(Source document):
§

Our client partner Bangabasi College is putting up a collection of their college questions papers from previous years as PDF files. You can have a glimpse of it by clicking here. The page that is being presented to the visitor to the OPAC is generated using a facility called “Koha as a CMS“. Now here is the thing, while the HTML required to display the scanned question paper PDF files is handled well by the “Koha as a CMS” functionality, it does not handle the part where we need to actually upload the PDF files into Bangabasi College’s Koha instance’s Apache2 DocumentRoot path.
So here is what we did. A normal SCP user account was created on the server hosting Bangabasi college account, into which the PDF files were uploaded into by the library staff users. However, after this, it required manual intervention from us, in order to move these files into the correct DocumentRoot path. We had created a folder QB for the question back under the DocumentRoot as /usr/share/koha/opac/htdocs/bangabasi/qb. And into this QB folder the uploaded PDF files were moved into by us.
But this created one problem, a big one. Our client was dependent on us at all times to move / sync the uploaded files into their final destination the QB folder. Also, if they needed to correct and re-upload a PDF file, they would again need us to help them move the corrected file into the DocumentRoot location. So, basically if we were not available for any reason, we would be holding them up from updating / uploading their own files into their hosted Koha. While our client was happy with how things were happening, to us, this was clearly not at all a desirable situation.

§

(Records for the task):
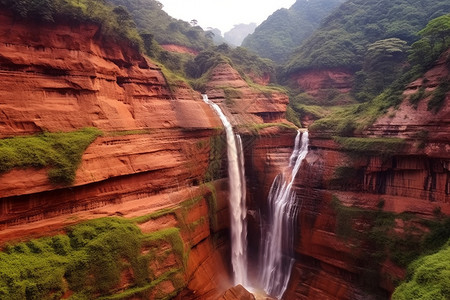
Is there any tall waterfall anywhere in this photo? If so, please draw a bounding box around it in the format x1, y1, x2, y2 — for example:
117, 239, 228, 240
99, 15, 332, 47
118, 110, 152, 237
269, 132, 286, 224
203, 95, 247, 286
260, 131, 308, 299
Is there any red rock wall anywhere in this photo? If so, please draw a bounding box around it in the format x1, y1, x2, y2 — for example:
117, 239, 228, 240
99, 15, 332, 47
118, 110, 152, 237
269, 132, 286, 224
0, 12, 231, 299
0, 12, 294, 299
284, 60, 450, 299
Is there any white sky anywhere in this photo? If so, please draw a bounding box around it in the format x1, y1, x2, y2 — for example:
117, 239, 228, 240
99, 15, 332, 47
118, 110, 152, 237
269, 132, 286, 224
158, 0, 295, 34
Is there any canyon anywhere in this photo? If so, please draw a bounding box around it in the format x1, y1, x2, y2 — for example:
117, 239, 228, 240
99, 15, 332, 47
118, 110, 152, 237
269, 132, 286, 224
0, 7, 450, 299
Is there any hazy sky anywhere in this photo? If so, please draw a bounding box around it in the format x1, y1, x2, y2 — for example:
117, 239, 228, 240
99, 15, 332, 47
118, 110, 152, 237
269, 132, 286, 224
158, 0, 295, 34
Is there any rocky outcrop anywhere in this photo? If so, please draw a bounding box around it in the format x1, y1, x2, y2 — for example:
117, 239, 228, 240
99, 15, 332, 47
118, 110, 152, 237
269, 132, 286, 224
364, 52, 450, 159
161, 44, 199, 55
0, 11, 231, 299
0, 12, 295, 299
291, 69, 354, 105
284, 55, 450, 299
206, 63, 289, 126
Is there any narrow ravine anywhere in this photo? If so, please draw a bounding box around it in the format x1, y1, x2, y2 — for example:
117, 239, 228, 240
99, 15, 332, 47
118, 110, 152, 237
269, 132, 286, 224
203, 95, 248, 286
259, 131, 308, 299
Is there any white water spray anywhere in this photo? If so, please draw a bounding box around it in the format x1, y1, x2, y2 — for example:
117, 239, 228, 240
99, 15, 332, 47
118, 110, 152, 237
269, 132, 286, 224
260, 132, 308, 299
203, 95, 247, 286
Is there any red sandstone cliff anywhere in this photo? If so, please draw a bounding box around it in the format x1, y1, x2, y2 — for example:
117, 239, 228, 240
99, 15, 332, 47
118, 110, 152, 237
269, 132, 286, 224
284, 52, 450, 299
0, 12, 232, 297
206, 63, 289, 126
0, 12, 293, 299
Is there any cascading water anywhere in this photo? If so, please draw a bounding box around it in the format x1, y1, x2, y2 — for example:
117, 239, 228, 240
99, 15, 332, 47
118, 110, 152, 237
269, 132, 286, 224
203, 95, 247, 286
260, 131, 308, 299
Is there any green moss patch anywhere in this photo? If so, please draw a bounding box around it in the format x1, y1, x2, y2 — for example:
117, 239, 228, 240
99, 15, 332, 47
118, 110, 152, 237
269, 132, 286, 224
0, 128, 102, 185
334, 137, 405, 155
392, 241, 450, 300
331, 196, 450, 299
0, 218, 186, 299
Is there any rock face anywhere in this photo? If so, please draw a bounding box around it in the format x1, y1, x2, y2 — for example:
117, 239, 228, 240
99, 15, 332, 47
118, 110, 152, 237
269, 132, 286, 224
292, 69, 354, 99
284, 55, 450, 299
0, 11, 293, 299
0, 11, 229, 299
206, 64, 289, 126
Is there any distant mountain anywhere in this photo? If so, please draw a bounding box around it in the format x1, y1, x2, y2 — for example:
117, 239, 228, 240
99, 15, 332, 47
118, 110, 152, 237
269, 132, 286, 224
242, 0, 344, 62
106, 0, 212, 51
224, 23, 256, 46
286, 0, 450, 75
206, 27, 226, 46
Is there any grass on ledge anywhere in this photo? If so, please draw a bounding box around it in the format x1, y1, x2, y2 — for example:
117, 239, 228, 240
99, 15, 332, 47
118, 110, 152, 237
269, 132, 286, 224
0, 128, 102, 185
334, 137, 405, 155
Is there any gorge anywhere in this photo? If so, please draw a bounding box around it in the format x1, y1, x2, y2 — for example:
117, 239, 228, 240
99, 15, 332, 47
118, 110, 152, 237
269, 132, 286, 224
0, 2, 450, 300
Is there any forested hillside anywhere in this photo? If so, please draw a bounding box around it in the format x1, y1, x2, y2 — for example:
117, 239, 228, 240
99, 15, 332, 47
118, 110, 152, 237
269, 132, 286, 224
287, 0, 450, 74
0, 0, 143, 47
106, 0, 212, 50
242, 0, 344, 62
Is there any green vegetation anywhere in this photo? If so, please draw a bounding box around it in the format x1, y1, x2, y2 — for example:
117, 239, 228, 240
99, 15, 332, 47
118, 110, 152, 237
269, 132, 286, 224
286, 0, 450, 74
243, 123, 298, 135
309, 74, 410, 136
332, 196, 450, 292
0, 218, 186, 299
0, 0, 143, 49
392, 241, 450, 300
0, 128, 102, 185
0, 218, 182, 299
334, 137, 405, 156
408, 10, 450, 73
204, 135, 226, 182
106, 0, 212, 51
242, 0, 343, 63
352, 38, 408, 102
428, 77, 450, 113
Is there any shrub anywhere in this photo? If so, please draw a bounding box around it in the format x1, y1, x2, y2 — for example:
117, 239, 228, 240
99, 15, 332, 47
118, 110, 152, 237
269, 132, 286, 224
0, 128, 101, 185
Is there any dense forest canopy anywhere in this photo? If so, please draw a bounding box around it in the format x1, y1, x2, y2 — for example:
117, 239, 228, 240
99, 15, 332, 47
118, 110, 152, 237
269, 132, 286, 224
242, 0, 344, 62
0, 0, 143, 48
106, 0, 212, 50
286, 0, 450, 74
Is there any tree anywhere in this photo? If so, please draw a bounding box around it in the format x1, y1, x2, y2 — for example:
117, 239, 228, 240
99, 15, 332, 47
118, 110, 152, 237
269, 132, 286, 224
419, 14, 450, 48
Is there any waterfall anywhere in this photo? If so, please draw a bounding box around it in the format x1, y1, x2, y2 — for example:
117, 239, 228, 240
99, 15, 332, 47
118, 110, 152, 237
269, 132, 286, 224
203, 95, 247, 286
260, 131, 308, 299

§

(Work to do):
**a)** Shift every bounding box coordinate in the answers up by 77 in the part of the records that opens with the line containing "Is there any dense" and closes with the line containing "419, 14, 450, 48". Give back only those lines, requests included.
**b)** Can you continue the account of uploading question paper PDFs into the college's Koha instance, picking up after its final sentence?
The text and the records were drawn from separate sources.

(Answer set):
**a)**
Is there any dense forest canopy anywhere in this photo? If so, please draw a bounding box around it in the format x1, y1, x2, y2 — for example:
117, 239, 228, 240
99, 15, 332, 47
118, 110, 152, 237
269, 132, 286, 224
319, 77, 421, 139
77, 77, 220, 125
183, 77, 289, 127
363, 77, 527, 151
Is there any tree anywhere in this photo? If so, please draw a bounding box around it in the format x1, y1, x2, y2 — for example:
117, 239, 228, 240
99, 15, 332, 47
118, 110, 152, 237
269, 132, 286, 224
496, 91, 527, 125

**b)**
Our client was already using Google Drive and that’s when we figured than instead of simply using the Google Drive for backup, we could also use it to allow our client to do direct, independent uploads – their data in their own hands at all times. And thus this experiment.
Setting it all up
1) We created a folder named “qb” on Bangabasi College’s Google drive.
2) Next on the server within the folder /usr/share/koha/opac/htdocs/bangabasi we ran the command drive init. This asked us to authorize the google drive command line client and fetch the API key, which is what we did after logging in into Bangabasi college library’s gmail account. The API key was copied from the browser and pasted back into the command line. Basically what this did was to create a hidden directory named .gd under /usr/share/koha/opac/htdocs/bangabasi and create a file there called credentials.json. This completed the authentication setup with bangabasi’s google drive account.
3) Lastly, we set up the following cron job as the root user:
Now whenever a library staff user uploads a PDF file into their Google drive’s qb folder, every 5 minutes the cron job on our server will check if there is a new file on the remote Google drive. If there is, then the new file(s) are pulled down automatically onto the /usr/share/koha/opac/htdocs/bangabasi/qb. In this case for instance 125 .pdf files totaling in at about 19 MB were pulled down in ~18 seconds.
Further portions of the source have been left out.